- [How to complete this task]: The lines below from the one with "Drop a point on each instance of the arched" up to and including the one with "Drop a point on each instance of the curve" are what you should set down, exactly and without pictures.

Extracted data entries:
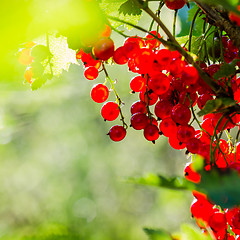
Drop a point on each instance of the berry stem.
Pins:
(191, 29)
(174, 22)
(119, 101)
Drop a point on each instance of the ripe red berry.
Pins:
(110, 111)
(193, 145)
(148, 97)
(218, 221)
(168, 127)
(120, 56)
(185, 133)
(138, 106)
(103, 49)
(189, 75)
(139, 121)
(181, 114)
(164, 57)
(152, 42)
(191, 175)
(159, 84)
(163, 109)
(117, 133)
(151, 132)
(91, 73)
(99, 93)
(137, 83)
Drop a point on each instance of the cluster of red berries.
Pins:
(220, 221)
(169, 90)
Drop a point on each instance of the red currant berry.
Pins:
(110, 111)
(164, 57)
(194, 145)
(191, 175)
(168, 127)
(218, 221)
(159, 84)
(189, 75)
(148, 97)
(138, 106)
(117, 133)
(137, 83)
(99, 93)
(91, 73)
(181, 114)
(152, 42)
(104, 49)
(151, 132)
(163, 109)
(185, 133)
(139, 121)
(120, 56)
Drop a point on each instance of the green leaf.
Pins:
(176, 183)
(210, 106)
(190, 233)
(223, 188)
(28, 20)
(129, 8)
(158, 234)
(229, 5)
(226, 70)
(197, 162)
(112, 7)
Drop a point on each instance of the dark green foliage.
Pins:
(130, 8)
(223, 188)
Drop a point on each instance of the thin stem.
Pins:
(191, 29)
(212, 139)
(119, 101)
(49, 57)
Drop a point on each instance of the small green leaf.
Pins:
(176, 183)
(210, 106)
(230, 5)
(130, 8)
(157, 234)
(111, 8)
(197, 163)
(223, 188)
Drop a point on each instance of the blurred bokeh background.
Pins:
(60, 172)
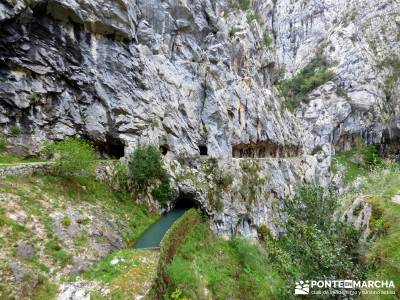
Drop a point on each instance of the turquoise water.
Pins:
(152, 237)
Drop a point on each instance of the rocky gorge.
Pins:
(245, 99)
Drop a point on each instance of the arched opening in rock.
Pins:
(186, 201)
(264, 150)
(203, 150)
(164, 149)
(113, 147)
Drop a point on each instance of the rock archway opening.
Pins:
(186, 201)
(203, 150)
(265, 150)
(112, 147)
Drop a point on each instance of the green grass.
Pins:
(92, 191)
(357, 161)
(9, 159)
(54, 249)
(105, 272)
(296, 89)
(235, 269)
(383, 255)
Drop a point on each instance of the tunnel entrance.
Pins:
(186, 201)
(112, 147)
(203, 150)
(265, 150)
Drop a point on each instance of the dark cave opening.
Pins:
(186, 201)
(203, 150)
(112, 147)
(164, 149)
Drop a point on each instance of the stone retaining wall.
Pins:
(25, 169)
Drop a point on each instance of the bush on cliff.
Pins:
(316, 245)
(144, 170)
(73, 157)
(296, 89)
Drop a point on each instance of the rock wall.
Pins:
(180, 74)
(197, 77)
(241, 195)
(361, 40)
(25, 169)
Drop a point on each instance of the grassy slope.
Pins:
(383, 255)
(380, 185)
(206, 266)
(239, 269)
(38, 197)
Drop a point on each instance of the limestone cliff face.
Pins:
(197, 77)
(362, 42)
(175, 73)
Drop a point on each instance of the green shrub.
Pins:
(145, 170)
(66, 221)
(252, 15)
(145, 165)
(233, 30)
(244, 4)
(34, 98)
(235, 269)
(3, 144)
(74, 157)
(296, 89)
(315, 244)
(357, 161)
(54, 249)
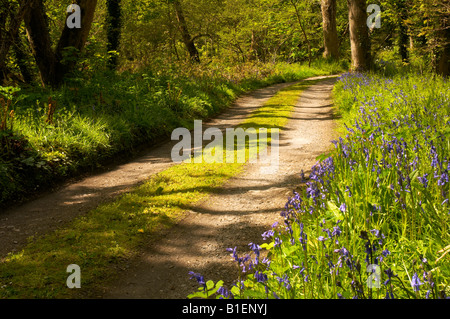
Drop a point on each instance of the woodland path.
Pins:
(245, 207)
(56, 208)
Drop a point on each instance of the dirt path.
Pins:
(54, 210)
(244, 208)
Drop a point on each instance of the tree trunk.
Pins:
(403, 32)
(443, 66)
(359, 35)
(8, 36)
(113, 30)
(51, 67)
(187, 39)
(330, 38)
(303, 31)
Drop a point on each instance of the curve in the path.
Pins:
(56, 209)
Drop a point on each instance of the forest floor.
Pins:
(245, 207)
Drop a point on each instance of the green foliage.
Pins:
(378, 202)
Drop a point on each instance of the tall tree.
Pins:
(299, 19)
(113, 30)
(403, 30)
(187, 39)
(50, 63)
(11, 16)
(330, 37)
(359, 35)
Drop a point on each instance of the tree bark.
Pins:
(403, 32)
(443, 66)
(330, 38)
(50, 63)
(187, 39)
(113, 30)
(359, 35)
(7, 37)
(303, 31)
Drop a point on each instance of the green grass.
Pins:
(382, 194)
(113, 232)
(99, 118)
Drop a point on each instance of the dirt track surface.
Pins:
(246, 206)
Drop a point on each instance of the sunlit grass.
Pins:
(113, 232)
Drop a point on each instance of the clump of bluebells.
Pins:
(372, 218)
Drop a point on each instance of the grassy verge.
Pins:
(48, 135)
(101, 239)
(373, 218)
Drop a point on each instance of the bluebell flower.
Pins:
(200, 279)
(260, 277)
(415, 282)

- [Response to this exercise]:
Drop a point on each instance of the arched opening in rock.
Pins:
(186, 201)
(264, 150)
(203, 150)
(164, 149)
(113, 147)
Drop a point on each instance of the rock archway opening.
Pins:
(186, 201)
(203, 150)
(265, 150)
(112, 147)
Drop a point on each instance of the green grass.
Pins:
(92, 191)
(357, 161)
(9, 159)
(54, 249)
(105, 272)
(296, 89)
(235, 269)
(383, 255)
Drop a point on each instance of the tunnel entrance.
Pins:
(186, 201)
(112, 147)
(203, 150)
(265, 150)
Drop a point on each instance of the dark cave opening.
Pins:
(186, 201)
(203, 150)
(112, 147)
(164, 149)
Drop a point on each instance of the stone retaining wall.
Pins:
(25, 169)
Drop a point on each instance of the bush on cliff.
Pins:
(316, 245)
(144, 170)
(73, 157)
(296, 89)
Drop a point on each instance of the rock wall.
Pins:
(180, 74)
(197, 77)
(241, 195)
(361, 40)
(25, 169)
Drop a point on each instance of the grassy slope.
Pins:
(383, 255)
(380, 185)
(206, 266)
(239, 269)
(38, 197)
Drop a point on each instance of the limestone cliff face.
Pins:
(197, 77)
(362, 42)
(175, 73)
Drop a point on each instance of the green shrub.
Pins:
(145, 170)
(66, 221)
(252, 15)
(145, 165)
(233, 30)
(244, 4)
(34, 98)
(235, 269)
(3, 144)
(74, 157)
(296, 89)
(315, 244)
(357, 161)
(54, 249)
Drop a point on each instance of the woodland path.
Pins:
(245, 207)
(56, 208)
Drop a point on each instance of the dirt path.
Pins:
(54, 210)
(244, 208)
Drop a point on each instance of the tree trunk.
Pins:
(403, 32)
(443, 66)
(359, 35)
(8, 36)
(113, 30)
(51, 67)
(187, 39)
(330, 38)
(303, 31)
Drop a point on each instance of the curve in the path.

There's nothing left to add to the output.